> [Prompt 1] According to the FSST encoding page, above what size are Utf8 and Binary data automatically given FSST in v2.1+ files?
>> begin Source extract
Implementation:Lance format Lance LegacyFsstEncoding
| Knowledge Sources | |
|---|---|
| Domains | Encoding, Legacy_Format |
| Last Updated | 2026-02-08 19:33 GMT |
Overview
The legacy FSST encoding applies Fast Static Symbol Table compression to string and binary data in the Lance v2.0 format.
Description
⚠️ DEPRECATED: This is legacy code from the Lance v1/v2.0 format, retained only for backward compatibility. See Lance_format_Lance_Warning_Deprecated_Legacy_Encodings.
This module implements FSST (Fast Static Symbol Table) page encoding for the legacy (v2.0) Lance file format. FsstPageScheduler wraps an inner page scheduler (typically a binary scheduler) and stores a symbol_table that was learned during encoding. During decoding, FsstPageDecoder first decodes the compressed data via the inner decoder, then decompresses the variable-width string data using the FSST symbol table through fsst::fsst::decompress. The decompressed output includes expanded offsets and bytes buffers. Null values are preserved through the decompression process by wrapping results in NullableDataBlock when nulls are present. The FsstArrayEncoder handles encoding by training a symbol table on the input data, compressing the bytes, then encoding the compressed result with an inner encoder. FSST is automatically selected for Utf8 and Binary data larger than 4 MiB in v2.1+ files, or can be explicitly requested via field metadata.
Usage
Use this encoding for string and binary columns with repetitive patterns where FSST compression provides significant size reduction. The CoreArrayEncodingStrategy automatically selects FSST for Utf8/Binary columns larger than 4 MiB in v2.1+ files. It can also be explicitly enabled via the compression field metadata key set to fsst. During reading, FsstPageScheduler is created by the physical dispatch from Fsst protobuf encoding.
>> end Source extract
>> begin Input rows
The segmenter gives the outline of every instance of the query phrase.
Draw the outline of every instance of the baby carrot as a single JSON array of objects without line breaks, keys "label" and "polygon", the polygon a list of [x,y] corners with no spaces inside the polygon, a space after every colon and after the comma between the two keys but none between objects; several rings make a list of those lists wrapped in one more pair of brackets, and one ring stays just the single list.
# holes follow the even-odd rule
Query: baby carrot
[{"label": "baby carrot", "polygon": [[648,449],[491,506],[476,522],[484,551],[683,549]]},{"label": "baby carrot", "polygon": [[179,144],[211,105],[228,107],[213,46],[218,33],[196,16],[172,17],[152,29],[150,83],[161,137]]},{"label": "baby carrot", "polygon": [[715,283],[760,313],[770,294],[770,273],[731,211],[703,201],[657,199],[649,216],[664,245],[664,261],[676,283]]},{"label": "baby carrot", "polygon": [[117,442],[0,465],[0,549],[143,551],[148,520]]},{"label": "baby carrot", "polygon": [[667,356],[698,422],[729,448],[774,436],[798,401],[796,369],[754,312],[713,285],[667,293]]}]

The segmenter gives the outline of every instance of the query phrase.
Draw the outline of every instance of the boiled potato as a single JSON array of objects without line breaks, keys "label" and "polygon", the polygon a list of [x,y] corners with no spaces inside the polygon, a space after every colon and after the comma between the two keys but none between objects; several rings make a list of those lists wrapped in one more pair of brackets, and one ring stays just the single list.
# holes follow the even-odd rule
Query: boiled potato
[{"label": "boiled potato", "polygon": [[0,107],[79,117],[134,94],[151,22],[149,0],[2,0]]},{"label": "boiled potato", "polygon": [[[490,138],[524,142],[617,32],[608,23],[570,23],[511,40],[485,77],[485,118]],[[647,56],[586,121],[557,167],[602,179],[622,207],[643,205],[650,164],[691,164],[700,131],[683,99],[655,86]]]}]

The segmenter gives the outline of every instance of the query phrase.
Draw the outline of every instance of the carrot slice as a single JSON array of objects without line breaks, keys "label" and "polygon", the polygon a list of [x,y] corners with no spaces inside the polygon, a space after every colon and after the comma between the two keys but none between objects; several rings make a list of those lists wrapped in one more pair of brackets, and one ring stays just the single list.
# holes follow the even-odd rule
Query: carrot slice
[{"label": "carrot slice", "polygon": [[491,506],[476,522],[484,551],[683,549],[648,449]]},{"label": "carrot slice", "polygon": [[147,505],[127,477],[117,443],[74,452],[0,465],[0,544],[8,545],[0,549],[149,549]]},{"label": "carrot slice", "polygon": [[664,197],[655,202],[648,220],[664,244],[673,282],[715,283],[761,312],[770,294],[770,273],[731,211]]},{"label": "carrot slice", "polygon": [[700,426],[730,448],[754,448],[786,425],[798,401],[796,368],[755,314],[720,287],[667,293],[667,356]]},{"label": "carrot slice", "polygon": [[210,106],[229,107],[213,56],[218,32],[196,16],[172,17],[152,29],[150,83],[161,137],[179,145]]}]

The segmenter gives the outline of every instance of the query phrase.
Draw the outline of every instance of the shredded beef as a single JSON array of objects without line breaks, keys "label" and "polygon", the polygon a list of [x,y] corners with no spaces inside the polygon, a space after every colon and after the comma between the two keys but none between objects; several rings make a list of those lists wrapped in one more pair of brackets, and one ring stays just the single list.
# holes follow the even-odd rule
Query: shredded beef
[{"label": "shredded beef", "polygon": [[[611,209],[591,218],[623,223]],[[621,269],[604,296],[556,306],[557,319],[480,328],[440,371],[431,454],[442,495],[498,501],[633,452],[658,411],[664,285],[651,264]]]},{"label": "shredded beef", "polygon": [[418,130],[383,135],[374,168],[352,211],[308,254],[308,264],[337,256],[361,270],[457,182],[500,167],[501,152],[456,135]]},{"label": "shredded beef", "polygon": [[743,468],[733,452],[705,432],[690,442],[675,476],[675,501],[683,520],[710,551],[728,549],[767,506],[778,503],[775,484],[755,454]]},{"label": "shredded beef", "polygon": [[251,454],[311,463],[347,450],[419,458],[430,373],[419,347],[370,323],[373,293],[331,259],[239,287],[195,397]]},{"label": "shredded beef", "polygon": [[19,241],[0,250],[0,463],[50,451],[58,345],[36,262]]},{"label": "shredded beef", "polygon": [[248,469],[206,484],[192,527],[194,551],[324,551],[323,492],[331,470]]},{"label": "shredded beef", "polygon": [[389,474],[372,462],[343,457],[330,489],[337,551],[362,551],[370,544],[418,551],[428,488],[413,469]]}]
>> end Input rows
> [Prompt 2] Please return the records verbatim from their first line through the line with "Query: baby carrot", including both ends.

> [Written answer 1] Larger than 4 MiB.

> [Written answer 2]
The segmenter gives the outline of every instance of the query phrase.
Draw the outline of every instance of the baby carrot as a single JSON array of objects without line breaks, keys "label" and "polygon", the polygon a list of [x,y] corners with no spaces inside the polygon, a space after every colon and after the comma between the two keys but none between objects; several rings make a list of those lists wrapped in one more pair of brackets, and one ring stays just the single list.
# holes follow the even-odd rule
Query: baby carrot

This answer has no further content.